==== Data for this task ====

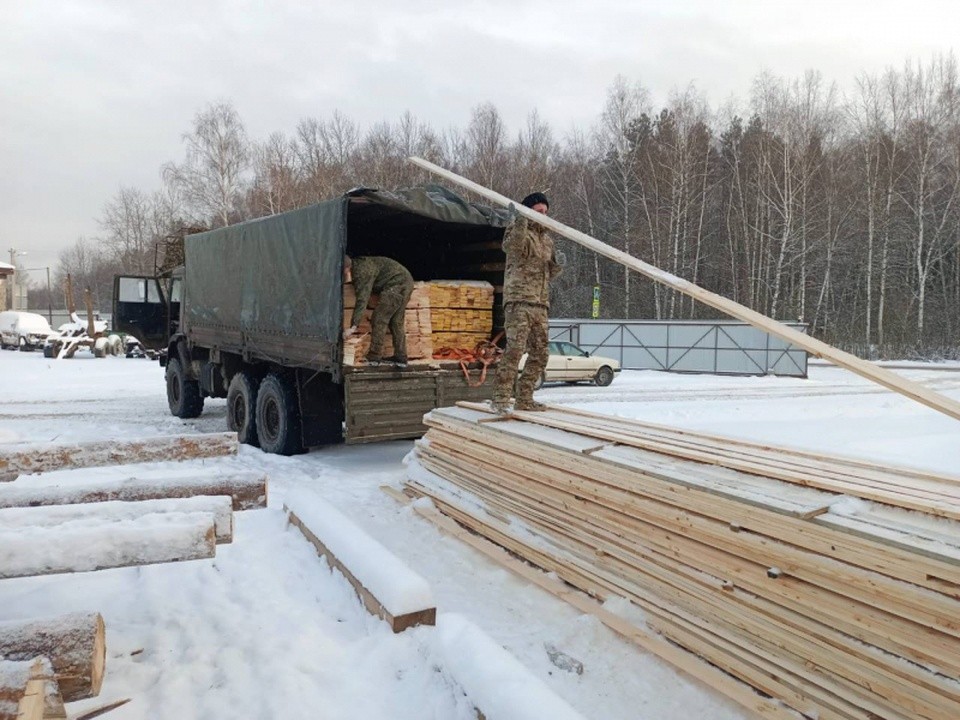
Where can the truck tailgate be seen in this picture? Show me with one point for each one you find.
(387, 403)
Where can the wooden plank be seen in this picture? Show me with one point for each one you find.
(74, 643)
(158, 538)
(818, 348)
(582, 515)
(248, 490)
(563, 569)
(96, 514)
(682, 659)
(725, 524)
(24, 459)
(398, 621)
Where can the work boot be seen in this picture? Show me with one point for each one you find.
(500, 406)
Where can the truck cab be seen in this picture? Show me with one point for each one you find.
(148, 307)
(262, 317)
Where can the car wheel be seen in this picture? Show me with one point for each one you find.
(604, 376)
(183, 394)
(278, 416)
(242, 407)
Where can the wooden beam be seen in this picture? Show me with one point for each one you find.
(24, 459)
(28, 691)
(74, 643)
(248, 490)
(818, 348)
(158, 538)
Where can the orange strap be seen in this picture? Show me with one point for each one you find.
(486, 352)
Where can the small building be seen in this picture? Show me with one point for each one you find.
(6, 271)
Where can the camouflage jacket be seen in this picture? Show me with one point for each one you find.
(531, 263)
(372, 274)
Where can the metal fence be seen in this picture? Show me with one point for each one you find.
(720, 347)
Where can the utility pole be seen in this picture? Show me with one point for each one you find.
(16, 279)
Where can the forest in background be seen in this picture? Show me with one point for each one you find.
(842, 211)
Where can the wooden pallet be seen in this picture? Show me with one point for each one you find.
(731, 550)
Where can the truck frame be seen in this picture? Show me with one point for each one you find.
(261, 314)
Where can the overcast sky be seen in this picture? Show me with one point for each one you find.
(96, 95)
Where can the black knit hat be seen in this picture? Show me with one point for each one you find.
(535, 198)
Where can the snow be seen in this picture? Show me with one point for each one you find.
(501, 687)
(393, 584)
(265, 630)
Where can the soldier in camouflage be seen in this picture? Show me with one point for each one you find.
(531, 265)
(374, 274)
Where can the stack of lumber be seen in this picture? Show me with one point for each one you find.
(791, 582)
(440, 314)
(45, 662)
(80, 521)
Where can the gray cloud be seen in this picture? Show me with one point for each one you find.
(95, 95)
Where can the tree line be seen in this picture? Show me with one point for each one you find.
(842, 211)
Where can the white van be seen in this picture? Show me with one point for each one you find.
(26, 331)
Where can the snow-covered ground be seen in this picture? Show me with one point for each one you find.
(266, 630)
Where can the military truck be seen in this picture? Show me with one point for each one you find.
(261, 316)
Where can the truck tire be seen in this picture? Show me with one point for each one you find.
(278, 416)
(604, 376)
(183, 394)
(242, 407)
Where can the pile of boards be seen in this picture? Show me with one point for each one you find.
(790, 581)
(86, 520)
(441, 314)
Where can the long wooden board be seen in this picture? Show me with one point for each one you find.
(818, 348)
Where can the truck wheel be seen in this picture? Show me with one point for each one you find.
(278, 416)
(183, 394)
(604, 376)
(242, 407)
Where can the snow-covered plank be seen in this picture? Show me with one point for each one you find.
(385, 584)
(247, 489)
(494, 680)
(161, 537)
(28, 691)
(23, 459)
(75, 644)
(95, 514)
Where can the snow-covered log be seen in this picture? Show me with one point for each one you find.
(247, 489)
(96, 514)
(28, 691)
(495, 681)
(75, 645)
(387, 587)
(155, 538)
(23, 459)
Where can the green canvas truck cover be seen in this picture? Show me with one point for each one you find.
(281, 275)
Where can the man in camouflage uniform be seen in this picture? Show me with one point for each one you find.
(374, 274)
(531, 265)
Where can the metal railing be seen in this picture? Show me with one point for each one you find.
(720, 347)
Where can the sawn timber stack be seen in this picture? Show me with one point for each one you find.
(830, 585)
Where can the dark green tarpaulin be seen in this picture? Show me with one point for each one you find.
(281, 275)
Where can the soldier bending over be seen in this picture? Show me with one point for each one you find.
(374, 274)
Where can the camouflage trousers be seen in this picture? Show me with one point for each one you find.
(389, 312)
(526, 329)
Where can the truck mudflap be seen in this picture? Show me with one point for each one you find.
(387, 403)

====

Problem requirements: Output an exact copy of the material, with the pictures removed.

Task answer:
Where can the truck tailgate be seen in this picture? Show me with one point for each one you find.
(387, 403)
Where can the wooden plank be seen in this picture? Show me with one point for each one you find.
(74, 643)
(158, 538)
(818, 348)
(582, 515)
(248, 490)
(563, 569)
(96, 514)
(682, 659)
(725, 524)
(24, 459)
(398, 621)
Where can the work boot be seen in this picture? Show me with one point for each one you find.
(500, 406)
Where can the truck cab be seen in this picture? Show me with one point for each one you find.
(148, 307)
(262, 317)
Where can the car wheel be seen in this picture? Show me with one point for each one you find.
(604, 376)
(183, 394)
(278, 416)
(242, 407)
Where can the wooden beam be seen in this picture? Show me with one point for each one you find.
(24, 459)
(28, 691)
(74, 643)
(248, 490)
(818, 348)
(158, 538)
Where can the orange strap be seen in this picture? Show me with one point for each one you find.
(486, 352)
Where can the small building be seen in this picture? Show me with one point for each one you find.
(6, 271)
Where can the camouflage jacket be seen in this picture? Show me with one point for each one you find.
(531, 263)
(372, 274)
Where can the metal fence be seen in this picture? Show me with one point for each one you find.
(720, 347)
Where can the utility pole be seen in this picture? Show me with one point for each one you find.
(16, 279)
Where can the forest in background be seen in this picture? Show me with one point for each one you find.
(842, 211)
Where can the wooden pallet be seen in this picture? Show me with one point for each one you find.
(731, 550)
Where can the truck frame be seen in this picture? Show me with one point for each one you find.
(261, 314)
Where can the overcast sky be seen in this picture? Show me with one point for each one you find.
(96, 95)
Where can the black knit hat be seen in this picture? Show me with one point for each one you find.
(535, 198)
Where can the snow be seen in this picture? Show me with one point for each one you find.
(501, 687)
(393, 584)
(265, 630)
Where can the soldier in camouflage be seen in this picture? Show me with one point for each one you find.
(531, 265)
(374, 274)
Where can the stack of lumber be seen in this picture? Show me with one point for each one you find.
(791, 582)
(440, 314)
(45, 662)
(80, 521)
Where can the gray cloud be seen in this picture? Show me with one point for each one you find.
(95, 95)
Where can the tree line be seen in this picture? Show me with one point for each one you find.
(842, 211)
Where can the white van be seen in this picture? Show me with one point for each one you find.
(26, 331)
Where can the snow-covered ground be seen in this picture? Show me with one point for each one you find.
(266, 630)
Where can the military truck be seen in this picture? Show me with one point for each one you find.
(261, 316)
Where can the truck tire be seen in this picture? Show me with one point for each one you find.
(278, 416)
(604, 376)
(183, 394)
(242, 407)
Where can the pile of boards be seen in this picture? Show me with one point for each one you find.
(790, 581)
(86, 520)
(441, 314)
Where can the long wooden board be seen in this picture? Show me with one point for each one you find.
(818, 348)
Where can the truck wheel be seen in this picture? Show me with one point for each one you find.
(278, 416)
(183, 394)
(604, 376)
(242, 407)
Where can the snow-covered plank be seen in this picture? Show me with one point for each one you find.
(385, 584)
(247, 489)
(494, 680)
(161, 537)
(28, 691)
(23, 459)
(75, 644)
(95, 514)
Where can the snow-covered log be seen in this picture? Show me with one point for each one you find.
(247, 489)
(96, 514)
(28, 691)
(495, 681)
(75, 645)
(387, 587)
(155, 538)
(23, 459)
Where can the green canvas truck cover be seen in this picture? Show me with one point for each one you find.
(281, 275)
Where can the man in camouflage uniform be seen in this picture? Show me with one point for each one you find.
(374, 274)
(531, 265)
Where can the metal railing be seen in this picture? Show me with one point for each one you find.
(720, 347)
Where can the sawn timber stack be seen in this picture? Show me with one point for each one you find.
(830, 585)
Where can the dark green tarpaulin be seen in this picture? Show me with one point for each one you find.
(281, 275)
Where can the soldier bending over be seen in this picture? Show me with one point for each one you find.
(374, 274)
Where can the camouflage trousers be seen in this picture? Show me with one point for each one you find.
(389, 312)
(526, 329)
Where can the truck mudflap be seen in this picture? Show me with one point for each one you find.
(387, 403)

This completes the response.